Factoring and Eisenstein's Criterion

Taking a cue from integers, where "factoring" means to write an integer as a product of other integers, we take "factoring polynomials" to similarly mean writing a polynomial as a product of other polynomials.

When one is lucky, factoring integers can sometimes be easy. For example, any integer whose base $10$ form ends in an even digit or $5$ has a factor of $2$ or $5$, respectively. Similarly, any integers whose base $10$ digits sum to a multiple of $3$ will also have a factor of $3$. There are several other "divisibility tricks" one can employ.

However, even with such tricks large integers can prove extremely difficult to factor. As an example, try to factor $137703491$. Discovering this value is the product of just two primes, $7919$ and $17389$, is not an easy task without utilizing technology in some fashion. Interestingly, larger products can prove not only difficult, but downright intractable -- even with the help of technology!

† : Indeed, the security of the internet rests in part on this difficulty. The interested reader might want to read about the RSA Factoring Challenge, where cash prizes from $\$1000$ to $\$200,000$ were offered for correctly factoring individual numbers (the biggest had $617$ digits). Some of these numbers took decades to factor. Many remain unfactored, and will most likely stay that way for decades more.

Perhaps unsurprisingly, given the relationship between polynomials and integers, factoring polynomials behaves similarly -- some have factors that are easy to identify. Others can be incredibly difficult to find.

The easiest factor of a polynomial to identify is a monomial factor common to every term. Upon discovering such a common factor, we can use the distributive property in reverse to (at least partially) factor the polynomial.

As an example, if we wished to factor $10x^2y^3z + 4x^2y$, we should note that $10x^2y^3z$ and $4x^2y$ share factors of $2$, $x^2$, and $y$. Thus, $$10x^2y^3z + 4x^2y = 2x^2y(5y^2z + 2)$$ Of course, not every polynomial has a common monomial factor on every term. For such polynomials some other trick or technique will need to be used. In the fortuitous case that the polynomial "fits the form" of a binomial that has been squared, cubed, or raised to some higher integer power, the result of the Binomial Theorem can be easily reversed.

_Parts of the exercise_:
a. According to the factoring passage, which two primes multiply to give 137703491?
b. In the records, take the lines starting with the line that contains "return mask of <item>rocky riverbank</item>" and going on through the end of the records, and write them out again with "even-odd" switched to "nonzero", leaving everything else unchanged.
The factoring passage and the records come from different sources.

_Extracted data_:

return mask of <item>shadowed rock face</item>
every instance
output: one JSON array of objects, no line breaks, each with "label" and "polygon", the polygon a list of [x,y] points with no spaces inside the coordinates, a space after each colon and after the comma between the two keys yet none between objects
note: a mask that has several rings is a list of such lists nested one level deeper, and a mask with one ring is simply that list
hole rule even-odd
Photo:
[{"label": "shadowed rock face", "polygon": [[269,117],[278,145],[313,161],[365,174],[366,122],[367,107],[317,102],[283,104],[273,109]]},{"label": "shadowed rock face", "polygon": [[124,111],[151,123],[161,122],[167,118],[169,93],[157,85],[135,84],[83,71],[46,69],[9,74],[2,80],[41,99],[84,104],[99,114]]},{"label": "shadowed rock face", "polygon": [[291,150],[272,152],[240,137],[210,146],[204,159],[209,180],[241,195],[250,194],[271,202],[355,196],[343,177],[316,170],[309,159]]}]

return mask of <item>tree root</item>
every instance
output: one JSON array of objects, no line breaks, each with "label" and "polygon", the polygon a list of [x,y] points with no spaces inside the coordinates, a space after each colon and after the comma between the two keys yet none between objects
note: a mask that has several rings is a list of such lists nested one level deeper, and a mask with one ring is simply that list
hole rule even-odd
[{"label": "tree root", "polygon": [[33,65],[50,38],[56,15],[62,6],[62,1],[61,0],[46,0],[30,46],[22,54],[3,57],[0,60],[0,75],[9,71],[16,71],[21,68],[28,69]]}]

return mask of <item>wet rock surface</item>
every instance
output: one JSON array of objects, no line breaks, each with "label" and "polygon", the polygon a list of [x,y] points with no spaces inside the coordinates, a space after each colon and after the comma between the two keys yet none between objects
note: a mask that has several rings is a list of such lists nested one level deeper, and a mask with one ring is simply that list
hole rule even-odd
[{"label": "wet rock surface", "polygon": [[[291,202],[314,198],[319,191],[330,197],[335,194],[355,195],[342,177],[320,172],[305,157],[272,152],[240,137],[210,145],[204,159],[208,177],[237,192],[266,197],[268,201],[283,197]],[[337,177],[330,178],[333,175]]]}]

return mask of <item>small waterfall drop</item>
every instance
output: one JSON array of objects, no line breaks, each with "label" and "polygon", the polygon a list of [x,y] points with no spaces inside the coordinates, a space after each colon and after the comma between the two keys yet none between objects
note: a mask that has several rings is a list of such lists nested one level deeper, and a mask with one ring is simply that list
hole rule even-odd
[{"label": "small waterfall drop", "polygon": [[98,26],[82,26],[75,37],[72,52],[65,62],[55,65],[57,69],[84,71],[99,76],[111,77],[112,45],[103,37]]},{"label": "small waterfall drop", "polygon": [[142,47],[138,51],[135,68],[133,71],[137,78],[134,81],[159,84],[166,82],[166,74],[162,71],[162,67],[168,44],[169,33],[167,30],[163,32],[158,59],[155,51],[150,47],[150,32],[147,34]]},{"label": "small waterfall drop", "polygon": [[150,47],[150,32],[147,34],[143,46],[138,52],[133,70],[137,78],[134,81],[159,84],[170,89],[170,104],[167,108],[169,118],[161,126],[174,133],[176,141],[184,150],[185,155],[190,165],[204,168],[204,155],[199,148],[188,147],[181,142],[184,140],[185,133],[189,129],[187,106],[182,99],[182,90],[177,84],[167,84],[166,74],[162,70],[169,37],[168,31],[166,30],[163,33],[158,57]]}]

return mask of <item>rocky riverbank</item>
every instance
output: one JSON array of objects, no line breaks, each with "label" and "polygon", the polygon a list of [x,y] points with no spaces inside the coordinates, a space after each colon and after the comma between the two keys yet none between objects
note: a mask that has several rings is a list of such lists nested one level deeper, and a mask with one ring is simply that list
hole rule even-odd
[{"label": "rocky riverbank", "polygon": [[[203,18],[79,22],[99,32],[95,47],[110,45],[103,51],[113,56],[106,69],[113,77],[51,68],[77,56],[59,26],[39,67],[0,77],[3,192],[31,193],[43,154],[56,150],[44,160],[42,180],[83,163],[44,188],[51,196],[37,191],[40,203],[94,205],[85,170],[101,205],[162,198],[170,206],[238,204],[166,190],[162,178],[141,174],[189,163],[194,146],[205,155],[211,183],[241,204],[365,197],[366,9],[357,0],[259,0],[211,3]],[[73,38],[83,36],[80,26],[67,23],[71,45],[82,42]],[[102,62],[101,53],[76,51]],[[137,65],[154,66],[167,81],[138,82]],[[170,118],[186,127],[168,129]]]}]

_Solutions for each task_:
a. 7919 and 17389

b.
return mask of <item>rocky riverbank</item>
every instance
output: one JSON array of objects, no line breaks, each with "label" and "polygon", the polygon a list of [x,y] points with no spaces inside the coordinates, a space after each colon and after the comma between the two keys yet none between objects
note: a mask that has several rings is a list of such lists nested one level deeper, and a mask with one ring is simply that list
hole rule nonzero
[{"label": "rocky riverbank", "polygon": [[[203,18],[79,22],[99,32],[95,47],[110,45],[103,51],[113,56],[106,69],[113,77],[51,68],[77,56],[59,26],[39,67],[0,77],[3,192],[31,193],[43,154],[56,150],[44,160],[42,180],[83,163],[44,188],[51,196],[37,191],[40,203],[94,205],[85,170],[101,205],[162,198],[170,206],[238,204],[166,190],[162,178],[141,174],[189,163],[194,146],[205,155],[211,183],[241,204],[365,197],[366,9],[357,0],[259,0],[211,3]],[[73,38],[83,36],[80,26],[67,23],[71,45],[82,42]],[[102,62],[101,53],[76,51]],[[137,65],[154,66],[167,81],[138,82]],[[170,118],[186,127],[168,129]]]}]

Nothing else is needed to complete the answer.